Report every line in the data below that contains the string "person". Matching is case-sensitive.

Stored items —
**********
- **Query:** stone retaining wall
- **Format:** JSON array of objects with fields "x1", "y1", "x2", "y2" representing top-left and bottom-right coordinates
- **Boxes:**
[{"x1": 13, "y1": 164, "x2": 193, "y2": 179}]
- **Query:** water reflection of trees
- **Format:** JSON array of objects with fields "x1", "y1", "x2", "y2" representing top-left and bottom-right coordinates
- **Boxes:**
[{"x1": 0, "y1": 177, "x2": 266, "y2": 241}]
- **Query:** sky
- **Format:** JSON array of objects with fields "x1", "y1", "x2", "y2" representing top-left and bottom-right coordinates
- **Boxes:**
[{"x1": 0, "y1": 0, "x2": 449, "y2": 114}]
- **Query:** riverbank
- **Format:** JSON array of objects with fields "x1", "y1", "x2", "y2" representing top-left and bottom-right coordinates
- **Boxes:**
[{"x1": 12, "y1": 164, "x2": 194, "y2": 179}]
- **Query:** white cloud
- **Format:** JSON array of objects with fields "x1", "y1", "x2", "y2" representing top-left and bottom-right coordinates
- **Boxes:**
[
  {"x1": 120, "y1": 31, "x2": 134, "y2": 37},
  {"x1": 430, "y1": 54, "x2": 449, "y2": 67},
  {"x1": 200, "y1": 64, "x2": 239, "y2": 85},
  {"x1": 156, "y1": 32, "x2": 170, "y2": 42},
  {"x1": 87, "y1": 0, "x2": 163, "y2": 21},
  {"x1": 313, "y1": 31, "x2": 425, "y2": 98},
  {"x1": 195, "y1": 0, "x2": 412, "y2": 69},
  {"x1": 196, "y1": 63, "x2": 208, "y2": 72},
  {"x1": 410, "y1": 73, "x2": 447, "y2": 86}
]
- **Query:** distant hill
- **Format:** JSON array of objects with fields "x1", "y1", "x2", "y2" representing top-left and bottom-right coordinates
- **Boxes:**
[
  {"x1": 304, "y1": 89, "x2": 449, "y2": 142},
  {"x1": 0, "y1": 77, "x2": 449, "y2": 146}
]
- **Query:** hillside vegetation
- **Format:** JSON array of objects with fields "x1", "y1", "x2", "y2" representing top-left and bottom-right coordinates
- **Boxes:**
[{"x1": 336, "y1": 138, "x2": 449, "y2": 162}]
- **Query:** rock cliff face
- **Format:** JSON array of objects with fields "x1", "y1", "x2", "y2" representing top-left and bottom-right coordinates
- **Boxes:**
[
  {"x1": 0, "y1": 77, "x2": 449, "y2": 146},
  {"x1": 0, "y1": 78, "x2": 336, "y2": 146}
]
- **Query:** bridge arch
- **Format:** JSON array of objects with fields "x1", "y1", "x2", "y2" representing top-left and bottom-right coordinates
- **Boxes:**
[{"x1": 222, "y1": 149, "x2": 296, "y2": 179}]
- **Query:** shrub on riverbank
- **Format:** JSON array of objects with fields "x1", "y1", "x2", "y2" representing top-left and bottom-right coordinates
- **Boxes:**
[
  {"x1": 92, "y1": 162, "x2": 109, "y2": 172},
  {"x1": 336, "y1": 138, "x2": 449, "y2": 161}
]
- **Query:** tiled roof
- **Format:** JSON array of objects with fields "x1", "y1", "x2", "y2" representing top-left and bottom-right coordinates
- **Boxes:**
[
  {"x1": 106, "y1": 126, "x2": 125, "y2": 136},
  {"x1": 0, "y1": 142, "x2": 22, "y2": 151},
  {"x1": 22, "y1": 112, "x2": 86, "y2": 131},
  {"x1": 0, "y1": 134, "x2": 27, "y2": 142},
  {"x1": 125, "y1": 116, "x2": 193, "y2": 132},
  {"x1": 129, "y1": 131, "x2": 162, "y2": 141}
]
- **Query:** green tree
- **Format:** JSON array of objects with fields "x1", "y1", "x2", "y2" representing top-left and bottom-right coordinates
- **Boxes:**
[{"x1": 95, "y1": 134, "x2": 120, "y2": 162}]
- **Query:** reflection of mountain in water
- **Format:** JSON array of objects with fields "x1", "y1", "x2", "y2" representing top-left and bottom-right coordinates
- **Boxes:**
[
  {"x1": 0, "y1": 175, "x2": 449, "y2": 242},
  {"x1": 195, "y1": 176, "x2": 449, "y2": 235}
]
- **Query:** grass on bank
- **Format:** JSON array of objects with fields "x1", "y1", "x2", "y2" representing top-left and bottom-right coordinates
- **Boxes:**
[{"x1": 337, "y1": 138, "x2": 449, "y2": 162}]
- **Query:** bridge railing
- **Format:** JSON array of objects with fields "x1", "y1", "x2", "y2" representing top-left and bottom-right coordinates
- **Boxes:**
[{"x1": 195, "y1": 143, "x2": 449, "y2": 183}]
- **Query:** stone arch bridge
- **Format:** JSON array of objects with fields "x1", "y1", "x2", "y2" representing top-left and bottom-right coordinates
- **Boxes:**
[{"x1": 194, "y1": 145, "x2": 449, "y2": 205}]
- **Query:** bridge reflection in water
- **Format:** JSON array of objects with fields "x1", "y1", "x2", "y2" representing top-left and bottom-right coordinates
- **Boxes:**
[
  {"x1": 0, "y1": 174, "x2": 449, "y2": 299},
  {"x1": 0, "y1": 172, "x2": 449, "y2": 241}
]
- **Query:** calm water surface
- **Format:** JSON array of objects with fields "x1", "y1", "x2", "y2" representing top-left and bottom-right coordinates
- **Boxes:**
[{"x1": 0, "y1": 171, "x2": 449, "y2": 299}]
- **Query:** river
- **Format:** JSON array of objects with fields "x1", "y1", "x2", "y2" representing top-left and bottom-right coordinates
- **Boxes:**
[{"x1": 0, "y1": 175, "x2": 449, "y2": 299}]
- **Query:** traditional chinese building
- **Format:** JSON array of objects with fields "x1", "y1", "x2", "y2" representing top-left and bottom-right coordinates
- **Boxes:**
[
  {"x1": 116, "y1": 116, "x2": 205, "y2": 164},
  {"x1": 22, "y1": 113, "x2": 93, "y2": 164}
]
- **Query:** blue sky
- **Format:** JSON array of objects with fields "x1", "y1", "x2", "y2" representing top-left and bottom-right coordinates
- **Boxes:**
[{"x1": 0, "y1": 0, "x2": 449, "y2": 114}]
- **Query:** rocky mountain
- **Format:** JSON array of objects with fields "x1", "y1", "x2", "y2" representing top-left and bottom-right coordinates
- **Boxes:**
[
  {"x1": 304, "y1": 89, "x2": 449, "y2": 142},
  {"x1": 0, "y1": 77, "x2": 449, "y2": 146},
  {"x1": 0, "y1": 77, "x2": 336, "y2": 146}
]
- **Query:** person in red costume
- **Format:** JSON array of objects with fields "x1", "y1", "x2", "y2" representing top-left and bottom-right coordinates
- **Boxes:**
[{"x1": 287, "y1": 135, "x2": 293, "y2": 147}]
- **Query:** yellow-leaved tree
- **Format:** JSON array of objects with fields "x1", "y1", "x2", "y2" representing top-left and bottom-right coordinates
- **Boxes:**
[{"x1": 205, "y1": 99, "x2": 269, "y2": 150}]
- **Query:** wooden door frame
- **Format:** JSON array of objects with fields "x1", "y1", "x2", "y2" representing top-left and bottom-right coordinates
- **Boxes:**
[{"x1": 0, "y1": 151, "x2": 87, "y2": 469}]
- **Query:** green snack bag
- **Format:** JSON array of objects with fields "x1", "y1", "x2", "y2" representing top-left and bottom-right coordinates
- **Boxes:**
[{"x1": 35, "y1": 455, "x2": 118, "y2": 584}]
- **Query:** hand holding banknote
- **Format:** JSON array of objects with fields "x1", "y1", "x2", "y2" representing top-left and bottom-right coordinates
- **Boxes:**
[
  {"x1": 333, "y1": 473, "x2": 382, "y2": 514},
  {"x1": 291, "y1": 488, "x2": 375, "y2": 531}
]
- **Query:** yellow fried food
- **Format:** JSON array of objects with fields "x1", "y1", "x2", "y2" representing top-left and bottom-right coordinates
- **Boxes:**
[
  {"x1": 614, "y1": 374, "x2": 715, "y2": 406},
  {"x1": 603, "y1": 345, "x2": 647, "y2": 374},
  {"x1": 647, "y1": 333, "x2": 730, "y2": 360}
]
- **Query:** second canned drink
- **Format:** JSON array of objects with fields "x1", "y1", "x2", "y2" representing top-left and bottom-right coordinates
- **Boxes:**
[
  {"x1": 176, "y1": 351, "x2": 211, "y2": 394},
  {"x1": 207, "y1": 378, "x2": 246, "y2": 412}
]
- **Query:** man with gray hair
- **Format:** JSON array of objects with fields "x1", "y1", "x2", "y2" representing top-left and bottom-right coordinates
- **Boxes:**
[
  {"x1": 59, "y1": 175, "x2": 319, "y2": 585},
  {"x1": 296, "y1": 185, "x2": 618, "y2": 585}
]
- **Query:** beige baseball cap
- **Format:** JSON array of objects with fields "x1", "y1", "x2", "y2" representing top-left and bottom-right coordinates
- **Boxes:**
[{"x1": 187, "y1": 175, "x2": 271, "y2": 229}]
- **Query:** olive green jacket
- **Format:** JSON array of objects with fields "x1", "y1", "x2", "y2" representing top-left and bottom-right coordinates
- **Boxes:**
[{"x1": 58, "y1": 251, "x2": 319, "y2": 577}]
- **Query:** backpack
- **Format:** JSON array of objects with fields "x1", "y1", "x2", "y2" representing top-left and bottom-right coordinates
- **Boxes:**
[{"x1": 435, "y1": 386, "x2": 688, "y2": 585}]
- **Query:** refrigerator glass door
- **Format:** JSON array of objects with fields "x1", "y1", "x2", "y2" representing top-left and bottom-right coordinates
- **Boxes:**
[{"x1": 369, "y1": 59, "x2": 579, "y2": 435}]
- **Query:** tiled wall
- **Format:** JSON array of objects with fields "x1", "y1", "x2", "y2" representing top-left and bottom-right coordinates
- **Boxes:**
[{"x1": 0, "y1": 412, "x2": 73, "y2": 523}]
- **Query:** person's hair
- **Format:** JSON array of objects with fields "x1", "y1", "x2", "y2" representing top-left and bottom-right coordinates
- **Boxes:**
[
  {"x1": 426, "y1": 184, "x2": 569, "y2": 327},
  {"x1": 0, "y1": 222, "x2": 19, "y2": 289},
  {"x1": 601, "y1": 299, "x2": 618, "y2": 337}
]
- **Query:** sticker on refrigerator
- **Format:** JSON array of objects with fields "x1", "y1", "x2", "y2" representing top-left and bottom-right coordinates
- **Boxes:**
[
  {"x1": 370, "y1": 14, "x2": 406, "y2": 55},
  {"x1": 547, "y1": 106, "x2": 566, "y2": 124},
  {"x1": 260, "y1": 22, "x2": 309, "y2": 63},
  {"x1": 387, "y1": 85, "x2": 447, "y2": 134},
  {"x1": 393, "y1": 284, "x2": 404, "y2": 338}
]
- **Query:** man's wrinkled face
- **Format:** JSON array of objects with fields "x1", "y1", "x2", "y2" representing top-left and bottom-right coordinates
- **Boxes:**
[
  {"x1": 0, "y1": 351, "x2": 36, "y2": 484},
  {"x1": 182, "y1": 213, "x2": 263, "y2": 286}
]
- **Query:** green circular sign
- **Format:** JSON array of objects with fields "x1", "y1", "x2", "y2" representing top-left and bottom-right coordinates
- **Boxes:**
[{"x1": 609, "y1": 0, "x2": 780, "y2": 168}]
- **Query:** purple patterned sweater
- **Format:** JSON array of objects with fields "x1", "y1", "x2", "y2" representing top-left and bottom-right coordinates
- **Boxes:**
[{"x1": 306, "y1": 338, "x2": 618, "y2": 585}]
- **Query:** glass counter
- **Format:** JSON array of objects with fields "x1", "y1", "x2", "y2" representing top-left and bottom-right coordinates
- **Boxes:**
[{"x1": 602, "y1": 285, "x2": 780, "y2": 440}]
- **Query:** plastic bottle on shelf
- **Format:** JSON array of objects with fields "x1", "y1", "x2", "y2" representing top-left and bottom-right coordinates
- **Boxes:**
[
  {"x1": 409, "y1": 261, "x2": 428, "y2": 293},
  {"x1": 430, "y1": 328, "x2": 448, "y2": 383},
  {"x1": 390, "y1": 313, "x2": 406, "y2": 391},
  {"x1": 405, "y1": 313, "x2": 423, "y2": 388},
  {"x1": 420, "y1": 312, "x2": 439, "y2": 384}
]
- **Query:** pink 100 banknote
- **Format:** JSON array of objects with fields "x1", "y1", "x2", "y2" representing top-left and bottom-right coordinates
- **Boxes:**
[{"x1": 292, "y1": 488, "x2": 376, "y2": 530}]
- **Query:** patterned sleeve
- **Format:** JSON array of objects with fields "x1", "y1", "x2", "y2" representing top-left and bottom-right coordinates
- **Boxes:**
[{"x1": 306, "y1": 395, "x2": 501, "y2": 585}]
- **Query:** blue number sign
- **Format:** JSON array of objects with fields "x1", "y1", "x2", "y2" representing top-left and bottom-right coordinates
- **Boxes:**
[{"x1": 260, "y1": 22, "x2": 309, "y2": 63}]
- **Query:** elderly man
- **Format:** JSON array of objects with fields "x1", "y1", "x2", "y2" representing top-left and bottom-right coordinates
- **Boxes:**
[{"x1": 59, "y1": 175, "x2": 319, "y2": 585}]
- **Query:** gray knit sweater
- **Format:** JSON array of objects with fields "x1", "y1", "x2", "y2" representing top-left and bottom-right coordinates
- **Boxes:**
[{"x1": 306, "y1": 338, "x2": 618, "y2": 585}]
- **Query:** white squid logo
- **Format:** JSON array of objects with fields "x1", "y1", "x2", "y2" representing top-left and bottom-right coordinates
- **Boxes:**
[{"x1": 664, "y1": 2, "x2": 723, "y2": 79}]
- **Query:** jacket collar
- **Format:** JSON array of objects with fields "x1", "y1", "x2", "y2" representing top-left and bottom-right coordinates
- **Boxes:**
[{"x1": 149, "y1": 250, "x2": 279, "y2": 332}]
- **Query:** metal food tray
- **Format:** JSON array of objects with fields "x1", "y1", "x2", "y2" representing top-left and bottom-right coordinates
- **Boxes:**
**********
TASK RESULT —
- **Query:** person in red costume
- **Query:** person's hair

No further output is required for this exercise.